WORK REQUIRED:
Answer these questions from the text on CORE:
1. How many registered API users did CORE have as of January 2023?
2. What name is given to the novel harvesting approach?
3. What term is used for a metadata record that has an associated full text?

PAGE:
⟨

However, systematically gathering scientific literature to enable automated methods to process it at scale is a significant problem. Scientific literature is spread across thousands of publishers, repositories, journals, and databases, which often lack common data exchange protocols and other support for inter-operability. Even when protocols are in place, the lack of infrastructure for collecting and processing this data, as well as restrictive copyrights and the fact that OA is not yet the default publishing route in most parts of the world further complicate the machine processing of scientific knowledge.

To alleviate these issues and support text and data mining of scientific literature we have developed CORE ( https://core.ac.uk/ ). CORE aggregates open access research papers from thousands of data providers from all over the world including institutional and subject repositories, open access and hybrid journals. CORE is the largest collection of OA literature–at the time of writing this article, it provides a single point of access to scientific literature collected from over ten thousand data providers worldwide and it is constantly growing. It provides a number of ways for accessing its data for both users and machines, including a free API and a complete dump of its data.

As of January 2023, there are 4,700 registered API users and 2,880 registered dataset and more than 70 institutions have registered to use CORE Recommender in their repository systems.

The main contributions of this work are the development of CORE’s continuously growing dataset and the tools and services built on top of this corpus. In this paper, we describe the motivation behind the dataset’s creation and the challenges and methods of assembling it and keeping it continuously up-to-date. Overcoming the challenges posed by creating a collection of research papers of this scale required devising innovative solutions to harvesting and resource management. Our key innovations in this area which have contributed to the improvement of the process of aggregating research literature include:

Devising methods to extend the functionality of existing widely-adopted metadata exchange protocols which were not designed for content harvesting, to enable efficient harvesting of research papers’ full texts.

Developing a novel harvesting approach (referred to here as CHARS) which allows us to continuously utilise the available compute resources while providing improved horizontal scalability, recoverability, and reliability.

Designing an efficient algorithm for scheduling updates of harvested resources which optimises the recency of our data while effectively utilising the compute resources available to us.

This paper is organised as follows. First, in the remainder of this section, we present several use cases requiring large scale text and data mining of scientific literature, and explain the challenges in obtaining data for these tasks. Next, we present the data offered by CORE and our approach for systematically gathering full text open access articles from thousands of repositories and key scientific publishers.

Terminology

In digital libraries the term record is typically used to denote a digital object such as text, image, or video. In this paper and when referring to data in CORE, we use the term metadata record to refer to the metadata of a research publication, i.e. the title, authors, abstract, project funding details, etc., and the term full text record to describe a metadata record which has an associated full text.

We use the term data provider to refer to any database or a dataset from which we harvest records. Data providers harvested by CORE include disciplinary and institutional repositories, publishers and other databases.

⟩

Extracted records
⟨

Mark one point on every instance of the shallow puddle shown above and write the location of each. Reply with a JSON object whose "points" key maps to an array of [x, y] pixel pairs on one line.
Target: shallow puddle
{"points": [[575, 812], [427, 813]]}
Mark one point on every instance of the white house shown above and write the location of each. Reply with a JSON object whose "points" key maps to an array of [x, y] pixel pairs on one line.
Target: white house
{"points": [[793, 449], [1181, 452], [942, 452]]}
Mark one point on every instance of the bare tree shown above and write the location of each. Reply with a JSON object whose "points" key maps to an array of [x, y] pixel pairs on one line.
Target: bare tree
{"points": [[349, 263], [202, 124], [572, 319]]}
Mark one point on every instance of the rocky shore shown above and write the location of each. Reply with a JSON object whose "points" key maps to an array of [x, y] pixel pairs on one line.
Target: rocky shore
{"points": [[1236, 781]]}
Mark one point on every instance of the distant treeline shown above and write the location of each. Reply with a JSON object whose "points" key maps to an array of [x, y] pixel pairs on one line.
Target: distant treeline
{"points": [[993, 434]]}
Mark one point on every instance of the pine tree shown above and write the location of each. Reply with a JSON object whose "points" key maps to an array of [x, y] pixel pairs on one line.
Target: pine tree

⟩

ANSWER TO THIS EXERCISE:
1. 4,700
2. CHARS
3. Full text record